== Try it ==
Every entry needs to be printed exactly, please.

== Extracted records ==
• • • • •
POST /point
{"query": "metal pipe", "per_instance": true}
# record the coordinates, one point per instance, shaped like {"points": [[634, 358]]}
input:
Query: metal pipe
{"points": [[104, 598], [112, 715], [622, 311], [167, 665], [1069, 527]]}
• • • • •
== Task response ==
POST /point
{"query": "metal pipe", "per_instance": true}
# record the coordinates, one point per instance, shaped like {"points": [[634, 358]]}
input:
Query: metal pipe
{"points": [[104, 598], [112, 715], [622, 311], [167, 665], [1069, 527]]}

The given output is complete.